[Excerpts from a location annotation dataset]
---*---

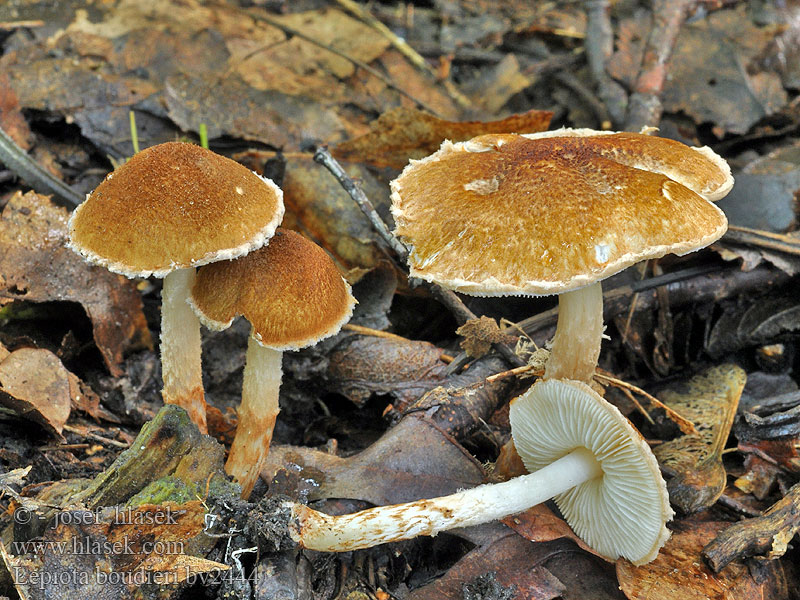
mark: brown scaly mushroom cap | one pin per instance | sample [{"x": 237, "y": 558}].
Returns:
[
  {"x": 290, "y": 291},
  {"x": 539, "y": 214},
  {"x": 173, "y": 206}
]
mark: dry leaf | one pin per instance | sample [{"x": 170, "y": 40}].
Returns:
[
  {"x": 363, "y": 365},
  {"x": 513, "y": 560},
  {"x": 401, "y": 134},
  {"x": 35, "y": 385},
  {"x": 35, "y": 266},
  {"x": 412, "y": 460},
  {"x": 679, "y": 573},
  {"x": 709, "y": 400}
]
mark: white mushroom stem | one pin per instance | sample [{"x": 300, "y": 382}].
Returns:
[
  {"x": 181, "y": 366},
  {"x": 257, "y": 414},
  {"x": 576, "y": 346},
  {"x": 319, "y": 531}
]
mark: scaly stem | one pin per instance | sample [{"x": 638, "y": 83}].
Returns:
[
  {"x": 257, "y": 414},
  {"x": 180, "y": 348},
  {"x": 318, "y": 531},
  {"x": 576, "y": 346}
]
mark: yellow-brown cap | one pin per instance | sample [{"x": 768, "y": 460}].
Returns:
[
  {"x": 290, "y": 291},
  {"x": 538, "y": 214},
  {"x": 173, "y": 206}
]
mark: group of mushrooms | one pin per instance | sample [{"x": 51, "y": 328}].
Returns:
[{"x": 501, "y": 214}]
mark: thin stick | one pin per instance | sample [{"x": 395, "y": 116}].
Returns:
[
  {"x": 400, "y": 44},
  {"x": 360, "y": 64}
]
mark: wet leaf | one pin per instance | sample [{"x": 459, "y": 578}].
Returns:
[
  {"x": 709, "y": 400},
  {"x": 768, "y": 535},
  {"x": 479, "y": 335},
  {"x": 35, "y": 385},
  {"x": 115, "y": 552},
  {"x": 401, "y": 134},
  {"x": 412, "y": 460},
  {"x": 317, "y": 205},
  {"x": 679, "y": 573},
  {"x": 364, "y": 365},
  {"x": 35, "y": 266},
  {"x": 513, "y": 560},
  {"x": 709, "y": 77}
]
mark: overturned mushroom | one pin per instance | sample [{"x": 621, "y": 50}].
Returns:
[
  {"x": 293, "y": 296},
  {"x": 581, "y": 451},
  {"x": 555, "y": 213},
  {"x": 169, "y": 209}
]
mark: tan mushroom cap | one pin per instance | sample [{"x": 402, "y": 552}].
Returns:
[
  {"x": 290, "y": 291},
  {"x": 624, "y": 511},
  {"x": 538, "y": 214},
  {"x": 173, "y": 206}
]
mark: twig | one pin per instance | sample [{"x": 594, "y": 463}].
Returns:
[
  {"x": 599, "y": 44},
  {"x": 447, "y": 297},
  {"x": 768, "y": 535},
  {"x": 400, "y": 44},
  {"x": 358, "y": 63},
  {"x": 16, "y": 159},
  {"x": 644, "y": 106},
  {"x": 94, "y": 436},
  {"x": 684, "y": 424}
]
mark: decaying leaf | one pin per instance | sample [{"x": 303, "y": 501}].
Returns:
[
  {"x": 709, "y": 400},
  {"x": 515, "y": 563},
  {"x": 412, "y": 460},
  {"x": 362, "y": 365},
  {"x": 768, "y": 535},
  {"x": 479, "y": 335},
  {"x": 679, "y": 573},
  {"x": 35, "y": 385},
  {"x": 709, "y": 78},
  {"x": 35, "y": 266},
  {"x": 317, "y": 205},
  {"x": 540, "y": 524},
  {"x": 401, "y": 134}
]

---*---

* TASK TO CARRY OUT *
Replace every "one pin per instance" in the rows above with "one point per object" and give all the rows again with nothing else changed. Leave the pictures out.

* THE COMPLETED TASK *
mark: brown scaly mushroom cap | one point per object | sample [{"x": 237, "y": 558}].
Returns:
[
  {"x": 290, "y": 291},
  {"x": 539, "y": 214},
  {"x": 173, "y": 206}
]
mark: dry leaf | one point per object | sample [{"x": 170, "y": 40}].
Returns:
[
  {"x": 363, "y": 365},
  {"x": 513, "y": 560},
  {"x": 401, "y": 134},
  {"x": 35, "y": 385},
  {"x": 35, "y": 266},
  {"x": 412, "y": 460},
  {"x": 679, "y": 573},
  {"x": 709, "y": 400}
]
mark: white mushroom stem | one point per object | sample [{"x": 300, "y": 382}].
Returns:
[
  {"x": 181, "y": 366},
  {"x": 257, "y": 414},
  {"x": 576, "y": 346},
  {"x": 319, "y": 531}
]
mark: scaly stem | one point per object | sample [{"x": 638, "y": 83}].
Returns:
[
  {"x": 257, "y": 414},
  {"x": 180, "y": 348},
  {"x": 318, "y": 531},
  {"x": 576, "y": 346}
]
mark: yellow-brown cap | one point per object | sample [{"x": 768, "y": 460}].
Returns:
[
  {"x": 290, "y": 291},
  {"x": 538, "y": 214},
  {"x": 173, "y": 206}
]
mark: group of mushrooms | one point per object | sample [{"x": 51, "y": 328}].
Returns:
[{"x": 501, "y": 214}]
mark: thin stick | one point per object | sample [{"x": 395, "y": 116}].
Returns:
[
  {"x": 400, "y": 44},
  {"x": 360, "y": 64}
]
mark: wet leaf | one point per object | sample [{"x": 459, "y": 578}].
Returns:
[
  {"x": 709, "y": 400},
  {"x": 768, "y": 535},
  {"x": 479, "y": 335},
  {"x": 35, "y": 385},
  {"x": 115, "y": 552},
  {"x": 401, "y": 134},
  {"x": 412, "y": 460},
  {"x": 317, "y": 205},
  {"x": 679, "y": 573},
  {"x": 364, "y": 365},
  {"x": 35, "y": 266},
  {"x": 513, "y": 560},
  {"x": 709, "y": 77}
]
mark: overturned mushroom | one point per object | sample [{"x": 621, "y": 50}].
Returns:
[
  {"x": 293, "y": 296},
  {"x": 581, "y": 451},
  {"x": 555, "y": 213},
  {"x": 169, "y": 209}
]
mark: tan mushroom cap | one point per object | sample [{"x": 402, "y": 552}].
Returns:
[
  {"x": 290, "y": 291},
  {"x": 624, "y": 511},
  {"x": 538, "y": 214},
  {"x": 173, "y": 206}
]
mark: twig | one point per object | sample [{"x": 594, "y": 463}].
Returns:
[
  {"x": 599, "y": 44},
  {"x": 447, "y": 297},
  {"x": 768, "y": 535},
  {"x": 400, "y": 44},
  {"x": 358, "y": 63},
  {"x": 16, "y": 159},
  {"x": 644, "y": 106},
  {"x": 94, "y": 436},
  {"x": 684, "y": 424}
]
mark: decaying leaf | one point per object | sample [{"x": 303, "y": 501}].
Returns:
[
  {"x": 709, "y": 400},
  {"x": 515, "y": 563},
  {"x": 412, "y": 460},
  {"x": 362, "y": 365},
  {"x": 768, "y": 535},
  {"x": 479, "y": 335},
  {"x": 679, "y": 573},
  {"x": 35, "y": 385},
  {"x": 709, "y": 78},
  {"x": 35, "y": 266},
  {"x": 317, "y": 205},
  {"x": 540, "y": 524},
  {"x": 401, "y": 134}
]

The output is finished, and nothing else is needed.